— Begin Given entries —

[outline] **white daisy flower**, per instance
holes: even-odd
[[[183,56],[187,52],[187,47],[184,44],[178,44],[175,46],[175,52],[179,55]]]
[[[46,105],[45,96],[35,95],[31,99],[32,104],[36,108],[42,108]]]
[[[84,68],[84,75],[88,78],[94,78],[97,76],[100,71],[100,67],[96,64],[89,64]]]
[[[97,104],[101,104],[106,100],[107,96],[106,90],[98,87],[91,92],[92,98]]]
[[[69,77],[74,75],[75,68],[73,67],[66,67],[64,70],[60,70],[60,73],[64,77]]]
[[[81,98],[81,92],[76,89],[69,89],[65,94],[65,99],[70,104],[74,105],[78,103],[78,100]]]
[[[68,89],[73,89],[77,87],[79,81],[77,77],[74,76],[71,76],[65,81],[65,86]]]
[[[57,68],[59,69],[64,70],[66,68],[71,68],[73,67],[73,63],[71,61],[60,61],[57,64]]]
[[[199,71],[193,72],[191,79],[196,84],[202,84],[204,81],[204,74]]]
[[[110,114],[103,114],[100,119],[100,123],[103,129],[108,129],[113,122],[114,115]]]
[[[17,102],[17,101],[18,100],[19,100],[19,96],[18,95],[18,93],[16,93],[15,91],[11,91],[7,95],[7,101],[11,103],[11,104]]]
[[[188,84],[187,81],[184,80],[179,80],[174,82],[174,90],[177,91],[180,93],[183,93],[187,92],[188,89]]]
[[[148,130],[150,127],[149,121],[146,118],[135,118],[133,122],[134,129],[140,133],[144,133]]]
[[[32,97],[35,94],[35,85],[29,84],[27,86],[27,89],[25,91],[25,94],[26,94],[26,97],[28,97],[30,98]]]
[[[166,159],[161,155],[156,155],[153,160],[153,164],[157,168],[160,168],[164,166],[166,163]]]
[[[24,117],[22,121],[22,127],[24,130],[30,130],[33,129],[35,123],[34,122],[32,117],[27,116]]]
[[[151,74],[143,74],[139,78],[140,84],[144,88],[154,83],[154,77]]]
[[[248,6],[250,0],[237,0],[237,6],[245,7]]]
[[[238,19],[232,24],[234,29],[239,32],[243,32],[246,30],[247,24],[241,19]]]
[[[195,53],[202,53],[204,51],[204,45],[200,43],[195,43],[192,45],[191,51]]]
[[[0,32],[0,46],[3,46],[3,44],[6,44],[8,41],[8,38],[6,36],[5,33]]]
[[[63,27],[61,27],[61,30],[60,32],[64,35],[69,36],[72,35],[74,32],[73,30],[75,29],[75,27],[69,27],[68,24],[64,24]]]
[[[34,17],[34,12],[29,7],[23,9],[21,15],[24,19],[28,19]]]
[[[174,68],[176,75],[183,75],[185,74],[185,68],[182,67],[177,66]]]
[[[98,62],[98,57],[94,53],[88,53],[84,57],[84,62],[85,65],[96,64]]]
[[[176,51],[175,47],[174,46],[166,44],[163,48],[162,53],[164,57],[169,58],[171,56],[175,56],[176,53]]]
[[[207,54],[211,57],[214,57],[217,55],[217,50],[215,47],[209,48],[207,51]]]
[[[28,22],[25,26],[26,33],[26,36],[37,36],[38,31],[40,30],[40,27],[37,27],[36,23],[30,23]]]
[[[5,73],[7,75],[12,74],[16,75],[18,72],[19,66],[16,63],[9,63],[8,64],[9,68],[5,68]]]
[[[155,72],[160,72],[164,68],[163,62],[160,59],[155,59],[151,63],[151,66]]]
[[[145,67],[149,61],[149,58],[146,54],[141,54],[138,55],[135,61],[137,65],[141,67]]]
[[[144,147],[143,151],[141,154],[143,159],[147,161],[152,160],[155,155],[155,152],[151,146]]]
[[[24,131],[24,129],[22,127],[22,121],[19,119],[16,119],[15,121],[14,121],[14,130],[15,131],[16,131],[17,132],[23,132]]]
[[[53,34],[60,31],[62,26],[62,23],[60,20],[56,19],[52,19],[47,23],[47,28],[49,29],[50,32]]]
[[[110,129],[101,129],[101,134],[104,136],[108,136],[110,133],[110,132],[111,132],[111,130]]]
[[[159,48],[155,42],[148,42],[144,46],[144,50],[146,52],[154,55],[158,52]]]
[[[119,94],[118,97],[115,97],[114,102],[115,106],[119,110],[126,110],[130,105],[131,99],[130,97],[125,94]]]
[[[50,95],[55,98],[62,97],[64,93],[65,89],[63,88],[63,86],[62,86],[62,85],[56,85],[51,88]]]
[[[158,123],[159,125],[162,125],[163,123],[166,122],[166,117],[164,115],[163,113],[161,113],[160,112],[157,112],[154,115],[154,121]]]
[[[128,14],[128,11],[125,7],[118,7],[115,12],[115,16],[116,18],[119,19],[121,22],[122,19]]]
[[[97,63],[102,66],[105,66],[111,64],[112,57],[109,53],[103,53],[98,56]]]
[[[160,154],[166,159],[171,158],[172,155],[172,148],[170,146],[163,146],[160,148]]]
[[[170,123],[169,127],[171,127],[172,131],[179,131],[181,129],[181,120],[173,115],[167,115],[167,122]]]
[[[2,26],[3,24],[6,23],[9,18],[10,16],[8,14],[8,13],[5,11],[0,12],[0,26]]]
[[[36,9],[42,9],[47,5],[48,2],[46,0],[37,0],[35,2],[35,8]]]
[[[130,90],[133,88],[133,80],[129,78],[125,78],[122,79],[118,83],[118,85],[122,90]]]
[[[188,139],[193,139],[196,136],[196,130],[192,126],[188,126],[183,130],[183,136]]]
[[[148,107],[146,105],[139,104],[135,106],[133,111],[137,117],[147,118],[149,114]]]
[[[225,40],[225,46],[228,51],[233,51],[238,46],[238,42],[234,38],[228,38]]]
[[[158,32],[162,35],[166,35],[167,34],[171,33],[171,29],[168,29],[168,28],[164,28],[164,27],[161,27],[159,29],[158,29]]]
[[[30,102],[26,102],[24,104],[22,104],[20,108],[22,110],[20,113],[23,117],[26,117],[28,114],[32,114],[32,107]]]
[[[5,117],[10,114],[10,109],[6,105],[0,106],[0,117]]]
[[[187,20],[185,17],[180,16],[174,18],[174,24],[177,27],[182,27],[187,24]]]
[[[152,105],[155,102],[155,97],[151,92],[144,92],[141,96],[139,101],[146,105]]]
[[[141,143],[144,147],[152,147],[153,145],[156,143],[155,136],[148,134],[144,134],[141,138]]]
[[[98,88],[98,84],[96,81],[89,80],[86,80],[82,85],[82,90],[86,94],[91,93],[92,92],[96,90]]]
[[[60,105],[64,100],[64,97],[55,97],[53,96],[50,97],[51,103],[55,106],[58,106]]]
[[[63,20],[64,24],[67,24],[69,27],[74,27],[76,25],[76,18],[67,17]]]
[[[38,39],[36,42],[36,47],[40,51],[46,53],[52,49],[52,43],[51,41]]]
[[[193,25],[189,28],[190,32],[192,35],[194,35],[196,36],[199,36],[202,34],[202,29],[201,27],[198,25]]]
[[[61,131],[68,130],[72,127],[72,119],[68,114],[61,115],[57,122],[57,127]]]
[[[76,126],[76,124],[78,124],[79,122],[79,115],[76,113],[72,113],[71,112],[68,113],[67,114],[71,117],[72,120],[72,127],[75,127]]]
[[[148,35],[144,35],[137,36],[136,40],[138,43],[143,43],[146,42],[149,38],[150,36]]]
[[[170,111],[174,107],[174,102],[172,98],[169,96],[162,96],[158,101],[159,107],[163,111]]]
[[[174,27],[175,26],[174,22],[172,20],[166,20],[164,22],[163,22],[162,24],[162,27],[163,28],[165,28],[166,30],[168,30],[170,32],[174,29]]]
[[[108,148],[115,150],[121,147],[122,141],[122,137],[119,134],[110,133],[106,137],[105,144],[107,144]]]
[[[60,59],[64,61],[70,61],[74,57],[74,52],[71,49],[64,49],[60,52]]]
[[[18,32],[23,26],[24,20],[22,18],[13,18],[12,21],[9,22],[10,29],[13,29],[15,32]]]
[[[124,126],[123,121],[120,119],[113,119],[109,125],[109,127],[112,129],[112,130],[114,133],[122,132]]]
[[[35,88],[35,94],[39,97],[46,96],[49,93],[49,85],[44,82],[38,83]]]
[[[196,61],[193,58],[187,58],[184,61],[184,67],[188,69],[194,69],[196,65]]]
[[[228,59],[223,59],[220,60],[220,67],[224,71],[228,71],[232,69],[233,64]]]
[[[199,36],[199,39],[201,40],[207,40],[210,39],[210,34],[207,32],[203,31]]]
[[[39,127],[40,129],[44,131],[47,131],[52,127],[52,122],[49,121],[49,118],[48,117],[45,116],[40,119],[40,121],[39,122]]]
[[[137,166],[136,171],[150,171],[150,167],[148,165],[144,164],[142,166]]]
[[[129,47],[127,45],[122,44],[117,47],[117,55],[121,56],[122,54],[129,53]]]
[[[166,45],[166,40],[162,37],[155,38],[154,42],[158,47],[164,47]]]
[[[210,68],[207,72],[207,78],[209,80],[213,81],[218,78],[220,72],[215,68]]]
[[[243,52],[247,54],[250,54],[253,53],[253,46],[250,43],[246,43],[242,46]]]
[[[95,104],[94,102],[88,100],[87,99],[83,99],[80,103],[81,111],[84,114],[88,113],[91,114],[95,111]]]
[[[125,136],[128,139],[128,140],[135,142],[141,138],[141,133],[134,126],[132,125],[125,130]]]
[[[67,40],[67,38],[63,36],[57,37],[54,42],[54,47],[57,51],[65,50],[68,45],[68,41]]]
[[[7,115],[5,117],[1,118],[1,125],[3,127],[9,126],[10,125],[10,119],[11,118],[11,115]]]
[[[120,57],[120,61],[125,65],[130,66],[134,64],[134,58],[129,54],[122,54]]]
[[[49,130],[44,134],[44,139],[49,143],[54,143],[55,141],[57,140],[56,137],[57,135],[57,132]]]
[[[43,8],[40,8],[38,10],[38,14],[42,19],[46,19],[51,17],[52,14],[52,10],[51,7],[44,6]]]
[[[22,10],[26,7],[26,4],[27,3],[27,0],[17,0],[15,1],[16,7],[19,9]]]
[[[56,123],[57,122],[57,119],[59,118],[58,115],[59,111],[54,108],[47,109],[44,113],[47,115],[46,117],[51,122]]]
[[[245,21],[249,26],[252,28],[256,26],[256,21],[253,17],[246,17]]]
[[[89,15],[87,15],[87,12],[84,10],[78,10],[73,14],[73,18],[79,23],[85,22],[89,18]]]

— End Given entries —

**Requirements**. Show each line of the records that contains the word "daisy", copying every such line in full.

**Exercise answer**.
[outline] **white daisy flower**, per instance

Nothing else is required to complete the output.